== QUOTED PASSAGE ==
<<<<

The Washington Post sparked controversy yesterday after its editors published an article which appeared to normalize Paddock's actions, describing him as a "high-stakes gambler who 'kept to himself'" before the killings, and while the article is symptomatic of a much larger problem (white American men––who are later memorialized by the media––with no connection to Islam pose a greater domestic threat than Muslim terrorists or foreigners), the general sentiment, that of shock from the murderer's relatives and loved ones.


“If you told me an asteroid fell into Earth, it would mean the same to me. There’s absolutely no sense, no reason he did this,” Paddock's brother Eric Paddock told The Washington Post. “He’s just a guy who played video poker and took cruises and ate burritos at Taco Bell. There’s no political affiliation that we know of. There’s no religious affiliation that we know of.”

Eric Paddock isn't exactly wrong. Mass shootings can be motivated by terrorism, and President Donald Trump has regularly been accused of making light of domestic terror incidents, conflating them to mean "radical Islamic terrorism." But Stephen Paddock, a wealthy 64-year-old real estate investor, had no connection to the Islamic State, which claimed him both as a member of the group and as a late convert to Islam––authorities have not corroborated that claim––and, with the exception of a now-resolved minor citation, had had no prior run-ins with law enforcement. Paddock even held a private pilot license and would have had to prove that he hadn’t been diagnosed with psychosis, bipolar disorder or any severe personality disorder. Neighbors gave conflicting reports; some described him as "friendly," and others not so much, but Paddock, they said, gave no indication of the extreme anger, the thought of working for a cause greater than himself, that is so characteristic of mass shooters.

>>>>

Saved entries
<<<<

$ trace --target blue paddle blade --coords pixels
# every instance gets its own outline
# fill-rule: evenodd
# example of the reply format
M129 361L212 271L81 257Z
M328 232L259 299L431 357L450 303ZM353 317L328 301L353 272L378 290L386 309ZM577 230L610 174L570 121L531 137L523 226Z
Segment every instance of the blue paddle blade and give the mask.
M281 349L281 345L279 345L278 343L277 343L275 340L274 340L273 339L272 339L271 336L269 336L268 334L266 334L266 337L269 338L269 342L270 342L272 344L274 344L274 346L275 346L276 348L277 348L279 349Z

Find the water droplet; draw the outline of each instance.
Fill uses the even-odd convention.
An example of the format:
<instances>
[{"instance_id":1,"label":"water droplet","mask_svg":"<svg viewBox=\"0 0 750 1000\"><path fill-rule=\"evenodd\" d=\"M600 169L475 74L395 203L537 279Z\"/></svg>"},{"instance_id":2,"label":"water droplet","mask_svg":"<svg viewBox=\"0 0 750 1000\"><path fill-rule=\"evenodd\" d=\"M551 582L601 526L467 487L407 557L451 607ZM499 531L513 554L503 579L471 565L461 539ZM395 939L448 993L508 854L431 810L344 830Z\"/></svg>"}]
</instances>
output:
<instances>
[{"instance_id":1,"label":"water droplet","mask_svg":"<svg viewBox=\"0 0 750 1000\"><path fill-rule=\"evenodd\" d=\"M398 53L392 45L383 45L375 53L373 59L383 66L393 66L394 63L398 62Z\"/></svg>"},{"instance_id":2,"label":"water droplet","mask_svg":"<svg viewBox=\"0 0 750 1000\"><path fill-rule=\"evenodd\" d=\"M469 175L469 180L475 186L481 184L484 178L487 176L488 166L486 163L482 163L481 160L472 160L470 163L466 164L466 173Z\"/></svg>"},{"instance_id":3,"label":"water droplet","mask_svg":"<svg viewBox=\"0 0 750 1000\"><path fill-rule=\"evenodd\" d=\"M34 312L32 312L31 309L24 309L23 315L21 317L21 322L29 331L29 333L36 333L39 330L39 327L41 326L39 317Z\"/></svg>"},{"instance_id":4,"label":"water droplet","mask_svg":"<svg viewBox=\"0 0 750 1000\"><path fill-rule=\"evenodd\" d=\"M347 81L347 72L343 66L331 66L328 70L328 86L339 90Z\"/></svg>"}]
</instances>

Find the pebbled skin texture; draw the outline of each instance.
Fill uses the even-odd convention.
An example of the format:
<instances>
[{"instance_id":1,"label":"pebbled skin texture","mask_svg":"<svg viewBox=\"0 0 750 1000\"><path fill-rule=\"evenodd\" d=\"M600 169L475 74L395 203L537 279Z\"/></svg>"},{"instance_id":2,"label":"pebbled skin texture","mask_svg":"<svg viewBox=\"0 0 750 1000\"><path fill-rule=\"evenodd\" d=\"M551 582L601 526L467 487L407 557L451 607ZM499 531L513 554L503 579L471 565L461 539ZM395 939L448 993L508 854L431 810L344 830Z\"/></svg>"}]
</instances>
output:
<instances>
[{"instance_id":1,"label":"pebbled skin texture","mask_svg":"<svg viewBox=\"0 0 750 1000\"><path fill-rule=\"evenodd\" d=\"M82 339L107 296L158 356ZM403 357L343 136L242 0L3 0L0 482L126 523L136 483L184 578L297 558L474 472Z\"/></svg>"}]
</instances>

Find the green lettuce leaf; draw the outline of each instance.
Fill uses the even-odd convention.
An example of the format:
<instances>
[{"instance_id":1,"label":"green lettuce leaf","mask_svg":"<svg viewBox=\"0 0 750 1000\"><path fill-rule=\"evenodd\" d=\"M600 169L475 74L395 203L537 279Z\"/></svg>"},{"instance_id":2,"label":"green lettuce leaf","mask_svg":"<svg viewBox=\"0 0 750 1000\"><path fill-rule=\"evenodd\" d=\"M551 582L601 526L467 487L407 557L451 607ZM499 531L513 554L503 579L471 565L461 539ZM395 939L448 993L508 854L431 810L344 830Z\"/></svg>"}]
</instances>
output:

>>>>

== EXERCISE DIRECTIONS ==
In the passage about Stephen Paddock above, reproduce everything from "The Washington Post" down to "and loved ones." word for word.

== RESULT FOR THIS TASK ==
The Washington Post sparked controversy yesterday after its editors published an article which appeared to normalize Paddock's actions, describing him as a "high-stakes gambler who 'kept to himself'" before the killings, and while the article is symptomatic of a much larger problem (white American men––who are later memorialized by the media––with no connection to Islam pose a greater domestic threat than Muslim terrorists or foreigners), the general sentiment, that of shock from the murderer's relatives and loved ones.